##### PROVIDED MATERIAL
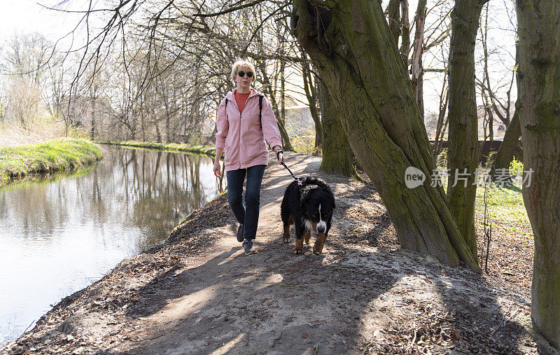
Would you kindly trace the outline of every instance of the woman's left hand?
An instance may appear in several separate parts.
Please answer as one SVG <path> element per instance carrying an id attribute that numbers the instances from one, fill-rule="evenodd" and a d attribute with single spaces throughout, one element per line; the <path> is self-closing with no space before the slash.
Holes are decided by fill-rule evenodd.
<path id="1" fill-rule="evenodd" d="M 280 153 L 278 154 L 278 164 L 281 165 L 283 162 L 286 162 L 286 159 L 284 158 L 284 153 Z"/>

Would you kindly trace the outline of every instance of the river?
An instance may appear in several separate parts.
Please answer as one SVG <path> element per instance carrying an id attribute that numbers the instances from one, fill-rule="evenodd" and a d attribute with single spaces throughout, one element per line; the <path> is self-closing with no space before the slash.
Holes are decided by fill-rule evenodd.
<path id="1" fill-rule="evenodd" d="M 0 344 L 225 189 L 206 155 L 104 151 L 94 167 L 0 189 Z"/>

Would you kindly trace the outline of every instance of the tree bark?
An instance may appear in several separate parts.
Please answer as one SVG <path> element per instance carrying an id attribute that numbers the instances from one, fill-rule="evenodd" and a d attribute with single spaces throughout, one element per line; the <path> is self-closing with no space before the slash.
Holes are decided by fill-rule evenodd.
<path id="1" fill-rule="evenodd" d="M 424 51 L 424 23 L 426 22 L 426 0 L 418 1 L 416 10 L 416 31 L 414 32 L 414 49 L 412 51 L 412 63 L 410 72 L 412 74 L 412 90 L 416 96 L 416 103 L 424 119 L 424 68 L 422 53 Z"/>
<path id="2" fill-rule="evenodd" d="M 408 20 L 408 0 L 400 0 L 400 55 L 408 70 L 408 54 L 410 52 L 410 22 Z"/>
<path id="3" fill-rule="evenodd" d="M 321 83 L 319 97 L 323 121 L 323 159 L 319 171 L 360 179 L 352 164 L 352 148 L 340 123 L 338 112 L 330 94 Z"/>
<path id="4" fill-rule="evenodd" d="M 292 29 L 327 87 L 356 158 L 379 192 L 403 248 L 480 271 L 441 186 L 431 186 L 428 134 L 379 1 L 294 0 Z M 410 167 L 428 176 L 407 188 Z"/>
<path id="5" fill-rule="evenodd" d="M 395 44 L 398 44 L 398 37 L 400 35 L 400 0 L 389 0 L 385 9 L 385 14 L 387 15 L 387 20 L 389 22 L 389 31 L 395 41 Z"/>
<path id="6" fill-rule="evenodd" d="M 482 0 L 456 0 L 451 14 L 447 197 L 472 255 L 477 255 L 475 198 L 478 167 L 475 43 L 484 4 Z M 459 179 L 456 183 L 456 177 Z"/>
<path id="7" fill-rule="evenodd" d="M 517 0 L 517 21 L 525 177 L 533 172 L 523 184 L 535 238 L 532 317 L 560 350 L 560 6 Z"/>

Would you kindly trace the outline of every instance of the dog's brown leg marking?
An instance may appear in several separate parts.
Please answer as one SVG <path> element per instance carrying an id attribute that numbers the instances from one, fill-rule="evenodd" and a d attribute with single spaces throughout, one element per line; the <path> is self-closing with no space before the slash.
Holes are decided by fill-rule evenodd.
<path id="1" fill-rule="evenodd" d="M 319 255 L 323 253 L 323 247 L 325 246 L 325 242 L 327 240 L 327 236 L 324 234 L 317 235 L 317 239 L 315 240 L 315 244 L 313 246 L 313 253 Z"/>
<path id="2" fill-rule="evenodd" d="M 303 232 L 301 239 L 295 238 L 295 246 L 293 247 L 294 254 L 301 254 L 303 253 L 303 239 L 305 238 L 309 239 L 309 231 L 306 230 Z"/>
<path id="3" fill-rule="evenodd" d="M 290 214 L 290 218 L 288 218 L 288 224 L 284 225 L 284 235 L 282 237 L 282 240 L 284 243 L 289 243 L 292 241 L 292 238 L 290 236 L 290 225 L 293 223 L 293 215 Z"/>

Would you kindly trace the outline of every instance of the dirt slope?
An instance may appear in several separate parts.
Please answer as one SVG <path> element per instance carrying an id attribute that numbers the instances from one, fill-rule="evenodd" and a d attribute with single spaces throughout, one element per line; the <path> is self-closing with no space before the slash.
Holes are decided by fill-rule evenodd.
<path id="1" fill-rule="evenodd" d="M 298 154 L 287 162 L 298 175 L 320 165 Z M 293 242 L 282 244 L 279 206 L 291 177 L 271 164 L 256 254 L 242 253 L 222 195 L 166 244 L 123 260 L 0 352 L 552 352 L 532 335 L 526 300 L 467 269 L 398 249 L 370 184 L 318 175 L 337 198 L 322 256 L 309 247 L 294 256 Z"/>

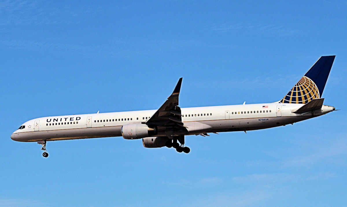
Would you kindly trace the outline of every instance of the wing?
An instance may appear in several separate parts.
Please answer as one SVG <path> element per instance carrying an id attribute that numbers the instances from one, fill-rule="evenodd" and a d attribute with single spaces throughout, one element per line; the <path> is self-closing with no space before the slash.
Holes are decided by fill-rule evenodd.
<path id="1" fill-rule="evenodd" d="M 181 109 L 178 105 L 182 78 L 179 79 L 174 92 L 166 101 L 146 122 L 146 124 L 148 126 L 164 126 L 168 129 L 172 128 L 171 136 L 175 132 L 187 131 L 186 127 L 182 122 Z M 170 131 L 169 130 L 166 131 Z"/>

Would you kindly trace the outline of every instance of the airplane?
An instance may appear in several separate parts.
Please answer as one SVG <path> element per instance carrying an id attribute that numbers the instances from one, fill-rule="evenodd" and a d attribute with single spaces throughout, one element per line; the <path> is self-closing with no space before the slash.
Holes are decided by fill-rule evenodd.
<path id="1" fill-rule="evenodd" d="M 186 153 L 185 136 L 266 129 L 301 121 L 335 111 L 321 98 L 335 55 L 322 56 L 280 100 L 257 104 L 180 108 L 182 78 L 158 110 L 48 117 L 22 124 L 12 140 L 37 142 L 48 156 L 50 141 L 122 137 L 142 139 L 147 148 L 172 147 Z M 179 144 L 178 142 L 179 143 Z"/>

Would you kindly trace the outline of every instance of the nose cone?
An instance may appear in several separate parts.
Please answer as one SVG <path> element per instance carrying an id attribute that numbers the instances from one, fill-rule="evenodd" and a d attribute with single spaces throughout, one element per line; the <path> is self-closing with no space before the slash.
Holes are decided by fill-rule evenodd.
<path id="1" fill-rule="evenodd" d="M 16 140 L 15 139 L 15 137 L 16 137 L 16 135 L 15 134 L 12 134 L 11 135 L 11 139 L 12 140 L 14 140 L 15 141 L 16 141 Z"/>

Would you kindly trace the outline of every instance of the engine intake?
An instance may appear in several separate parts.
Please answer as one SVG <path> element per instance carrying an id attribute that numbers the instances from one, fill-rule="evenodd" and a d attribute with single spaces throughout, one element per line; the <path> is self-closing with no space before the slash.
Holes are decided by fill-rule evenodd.
<path id="1" fill-rule="evenodd" d="M 167 137 L 146 137 L 142 139 L 143 146 L 147 148 L 161 147 L 165 146 L 165 143 L 169 140 Z"/>
<path id="2" fill-rule="evenodd" d="M 156 127 L 150 127 L 144 124 L 125 124 L 122 126 L 122 136 L 126 139 L 141 139 L 156 135 Z"/>

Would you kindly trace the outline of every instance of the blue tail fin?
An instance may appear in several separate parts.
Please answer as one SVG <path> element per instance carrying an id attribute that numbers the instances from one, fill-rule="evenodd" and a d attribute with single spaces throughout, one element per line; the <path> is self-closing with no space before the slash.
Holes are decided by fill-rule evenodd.
<path id="1" fill-rule="evenodd" d="M 334 59 L 321 57 L 279 103 L 306 104 L 320 98 Z"/>

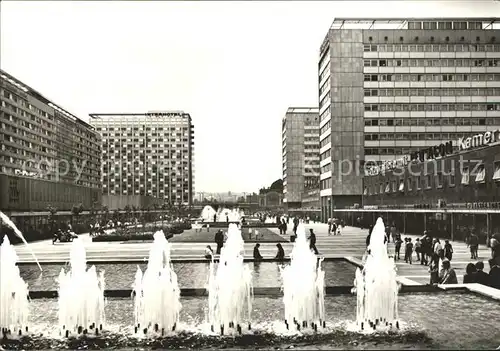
##########
**OBJECTIVE:** Copy everything from the start of the records down through the line containing "280 153 L 278", replacing "outline" with "contour" and changing nothing else. Leave the picture out of your answer.

**EXERCISE RESULT:**
Would you kindly trace the contour of every instance of the woman's left hand?
An instance may appear in several separate parts.
Please answer as one SVG <path> element per instance carrying an id attribute that numbers the instances from one, fill-rule="evenodd" and a d attribute with single spaces throughout, one element per line; the <path> is self-closing with no space before the slash.
Holes are decided by fill-rule evenodd.
<path id="1" fill-rule="evenodd" d="M 280 153 L 278 154 L 278 164 L 281 165 L 283 162 L 286 162 L 286 159 L 284 158 L 284 153 Z"/>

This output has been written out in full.